### YOUR ASSIGNMENT
Verbatim, and with nothing else, reproduce the data below from its first line through the line containing "Locate the white paper;".

### RECORD EXTRACTS
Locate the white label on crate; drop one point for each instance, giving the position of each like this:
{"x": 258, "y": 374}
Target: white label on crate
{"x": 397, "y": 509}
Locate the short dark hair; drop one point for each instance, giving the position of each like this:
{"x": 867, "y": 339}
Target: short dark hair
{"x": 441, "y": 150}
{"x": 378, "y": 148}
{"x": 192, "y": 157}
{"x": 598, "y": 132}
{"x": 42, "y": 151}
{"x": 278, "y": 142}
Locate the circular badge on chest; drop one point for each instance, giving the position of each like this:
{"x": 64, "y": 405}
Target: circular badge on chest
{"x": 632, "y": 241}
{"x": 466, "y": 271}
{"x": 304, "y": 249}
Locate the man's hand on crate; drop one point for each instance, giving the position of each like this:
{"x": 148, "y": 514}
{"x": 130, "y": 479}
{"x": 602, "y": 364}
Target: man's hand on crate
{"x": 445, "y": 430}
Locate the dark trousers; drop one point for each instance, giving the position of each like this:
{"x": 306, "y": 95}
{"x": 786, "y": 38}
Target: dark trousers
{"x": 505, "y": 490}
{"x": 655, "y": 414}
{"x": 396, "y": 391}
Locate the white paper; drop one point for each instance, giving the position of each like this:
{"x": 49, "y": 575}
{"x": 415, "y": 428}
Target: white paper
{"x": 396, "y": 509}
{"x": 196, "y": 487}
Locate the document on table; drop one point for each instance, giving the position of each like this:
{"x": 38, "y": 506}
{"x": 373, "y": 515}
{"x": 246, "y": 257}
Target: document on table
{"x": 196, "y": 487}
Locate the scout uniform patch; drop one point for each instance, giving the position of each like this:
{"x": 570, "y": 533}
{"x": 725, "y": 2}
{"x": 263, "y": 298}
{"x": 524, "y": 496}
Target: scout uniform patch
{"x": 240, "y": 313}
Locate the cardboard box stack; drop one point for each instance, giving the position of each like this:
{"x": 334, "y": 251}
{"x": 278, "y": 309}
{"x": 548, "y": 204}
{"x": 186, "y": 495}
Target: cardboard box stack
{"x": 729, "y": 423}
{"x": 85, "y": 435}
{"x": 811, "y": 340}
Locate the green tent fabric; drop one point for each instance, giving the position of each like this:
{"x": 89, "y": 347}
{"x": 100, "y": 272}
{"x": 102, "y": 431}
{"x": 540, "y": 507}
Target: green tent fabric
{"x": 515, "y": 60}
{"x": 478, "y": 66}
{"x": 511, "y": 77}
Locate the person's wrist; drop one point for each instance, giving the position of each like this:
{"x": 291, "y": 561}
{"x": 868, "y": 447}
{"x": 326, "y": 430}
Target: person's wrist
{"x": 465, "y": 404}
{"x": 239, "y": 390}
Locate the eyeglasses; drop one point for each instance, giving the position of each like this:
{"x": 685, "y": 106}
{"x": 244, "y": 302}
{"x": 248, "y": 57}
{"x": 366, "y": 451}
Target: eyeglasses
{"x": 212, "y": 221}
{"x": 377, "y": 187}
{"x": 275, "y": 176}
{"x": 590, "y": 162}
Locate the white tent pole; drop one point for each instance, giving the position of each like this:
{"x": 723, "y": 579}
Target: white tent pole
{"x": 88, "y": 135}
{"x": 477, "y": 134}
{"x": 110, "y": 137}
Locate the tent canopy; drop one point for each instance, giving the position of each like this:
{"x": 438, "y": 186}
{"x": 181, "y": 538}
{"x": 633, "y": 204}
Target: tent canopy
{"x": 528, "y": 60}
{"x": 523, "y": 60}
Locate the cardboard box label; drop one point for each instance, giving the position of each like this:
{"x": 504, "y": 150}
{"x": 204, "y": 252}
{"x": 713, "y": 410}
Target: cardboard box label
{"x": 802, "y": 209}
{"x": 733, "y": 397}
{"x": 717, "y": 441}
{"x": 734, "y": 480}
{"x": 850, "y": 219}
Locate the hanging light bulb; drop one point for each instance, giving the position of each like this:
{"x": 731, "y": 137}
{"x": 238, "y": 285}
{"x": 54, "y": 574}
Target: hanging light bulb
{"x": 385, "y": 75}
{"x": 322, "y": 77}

### THE COMPLETED TASK
Locate the white label on crate; drop one point for each instance, giving the position of each like this:
{"x": 258, "y": 374}
Target: white label on crate
{"x": 397, "y": 509}
Locate the short dark hair; drop one point for each instance, giving the position of each like this:
{"x": 867, "y": 339}
Target: short dark hair
{"x": 441, "y": 150}
{"x": 378, "y": 148}
{"x": 192, "y": 157}
{"x": 598, "y": 132}
{"x": 42, "y": 151}
{"x": 278, "y": 142}
Locate the circular badge on chest; drop one point for each instance, giving the position of each like this:
{"x": 64, "y": 405}
Target: circular badge on chest
{"x": 632, "y": 241}
{"x": 466, "y": 271}
{"x": 304, "y": 249}
Locate the man's hand on crate; drop one point for each instance, giving the position of each like this:
{"x": 148, "y": 514}
{"x": 130, "y": 479}
{"x": 602, "y": 364}
Target: man's hand on crate
{"x": 445, "y": 430}
Locate the dark trousers; drop one point for each instance, giving the position of each like this:
{"x": 306, "y": 95}
{"x": 786, "y": 38}
Target: dark trousers
{"x": 505, "y": 490}
{"x": 655, "y": 414}
{"x": 396, "y": 391}
Locate the white paper; drop one point for each instance, giving the position of each like this:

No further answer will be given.